__AIM OF THE TASK__
Edit the material below by changing "marker" to "pin" wherever it occurs, with nothing else altered.

Stored items from a collection
-- BEGIN --

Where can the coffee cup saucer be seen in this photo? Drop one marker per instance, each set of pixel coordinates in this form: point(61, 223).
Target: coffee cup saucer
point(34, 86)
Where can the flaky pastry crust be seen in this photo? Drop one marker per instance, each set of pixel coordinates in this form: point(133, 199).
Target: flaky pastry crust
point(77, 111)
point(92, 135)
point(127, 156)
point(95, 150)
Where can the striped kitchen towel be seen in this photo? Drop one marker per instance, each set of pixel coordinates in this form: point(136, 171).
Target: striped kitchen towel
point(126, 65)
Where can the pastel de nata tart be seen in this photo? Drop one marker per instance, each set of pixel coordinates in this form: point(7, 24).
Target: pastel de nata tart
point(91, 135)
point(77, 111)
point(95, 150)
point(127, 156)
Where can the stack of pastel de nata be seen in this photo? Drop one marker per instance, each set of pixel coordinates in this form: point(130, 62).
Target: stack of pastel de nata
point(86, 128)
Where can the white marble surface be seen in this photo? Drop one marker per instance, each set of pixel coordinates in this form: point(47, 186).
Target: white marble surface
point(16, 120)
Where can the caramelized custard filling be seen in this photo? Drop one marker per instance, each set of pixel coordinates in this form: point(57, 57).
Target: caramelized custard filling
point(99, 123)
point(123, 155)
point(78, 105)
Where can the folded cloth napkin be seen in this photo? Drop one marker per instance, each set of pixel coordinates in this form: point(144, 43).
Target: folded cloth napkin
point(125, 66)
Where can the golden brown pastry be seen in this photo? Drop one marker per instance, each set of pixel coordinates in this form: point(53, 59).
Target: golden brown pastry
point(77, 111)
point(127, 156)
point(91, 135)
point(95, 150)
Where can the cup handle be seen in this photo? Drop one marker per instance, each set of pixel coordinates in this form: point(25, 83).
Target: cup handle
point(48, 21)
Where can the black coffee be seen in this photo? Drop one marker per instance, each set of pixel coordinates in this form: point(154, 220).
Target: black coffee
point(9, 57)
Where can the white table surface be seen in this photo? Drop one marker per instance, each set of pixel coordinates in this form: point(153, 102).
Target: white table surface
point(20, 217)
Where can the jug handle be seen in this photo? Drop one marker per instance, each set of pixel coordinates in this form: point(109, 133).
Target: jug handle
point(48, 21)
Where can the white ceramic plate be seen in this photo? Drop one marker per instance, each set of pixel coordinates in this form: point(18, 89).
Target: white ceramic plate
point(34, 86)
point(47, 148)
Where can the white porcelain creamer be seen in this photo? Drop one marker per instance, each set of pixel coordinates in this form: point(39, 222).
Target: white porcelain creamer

-- END --

__ANSWER IN FULL__
Where can the coffee cup saucer be seen in this photo? Drop one pin per instance, each set of pixel coordinates in this form: point(61, 223).
Target: coffee cup saucer
point(34, 86)
Where can the flaky pastry crust be seen in this photo? Drop one pin per instance, each set of pixel coordinates in this form: point(133, 199).
Target: flaky pastry crust
point(77, 111)
point(92, 135)
point(127, 156)
point(95, 150)
Where can the striped kitchen towel be seen in this photo? Drop one pin per instance, each set of pixel coordinates in this form: point(136, 171).
Target: striped kitchen towel
point(126, 65)
Where can the pastel de nata tart be seen in this photo? Drop one pin per instance, each set of pixel coordinates in this form: point(7, 24).
Target: pastel de nata tart
point(91, 135)
point(77, 111)
point(95, 150)
point(127, 156)
Where can the stack of pastel de nata be seen in this photo? Drop one pin per instance, each set of pixel coordinates in this form: point(130, 62).
Target: stack of pastel de nata
point(86, 128)
Where can the white marble surface be seen in this photo? Drop one pin per instance, each set of pixel coordinates in this form: point(47, 186).
Target: white marble surface
point(16, 120)
Where can the caramelized custard filling be seen in this photo? Drop one pin per instance, each set of pixel coordinates in this form: point(57, 57).
Target: caramelized custard filling
point(99, 123)
point(123, 155)
point(78, 105)
Where can the folded cloth napkin be seen in this photo? Drop one pin per instance, each set of pixel coordinates in this form: point(144, 43).
Target: folded cloth napkin
point(125, 66)
Where can the golden brown pastry be seen in this photo? Drop one pin per instance, each set of pixel coordinates in this form: point(53, 59).
Target: golden brown pastry
point(77, 111)
point(127, 156)
point(91, 135)
point(95, 150)
Where can the cup handle be seen in this photo? Drop one pin per instance, each set of pixel coordinates in this form: point(25, 83).
Target: cup handle
point(48, 21)
Where can the black coffee be seen in this photo? Drop one pin per instance, each set of pixel coordinates in this form: point(154, 220).
Target: black coffee
point(9, 57)
Where can the white table surface be seen in this photo? Drop one pin per instance, each set of pixel coordinates in this form: point(153, 102).
Target: white table surface
point(20, 217)
Where can the jug handle be seen in this photo? Drop one pin per instance, each set of pixel coordinates in this form: point(109, 133).
Target: jug handle
point(48, 21)
Where can the white ceramic plate be seen in this photo? Drop one pin per instance, each set of pixel coordinates in this form: point(18, 89).
Target: white ceramic plate
point(34, 86)
point(47, 148)
Where can the white porcelain creamer be seen in this photo? Drop one pin per instance, each set of pixel coordinates in this form: point(39, 222).
Target: white porcelain creamer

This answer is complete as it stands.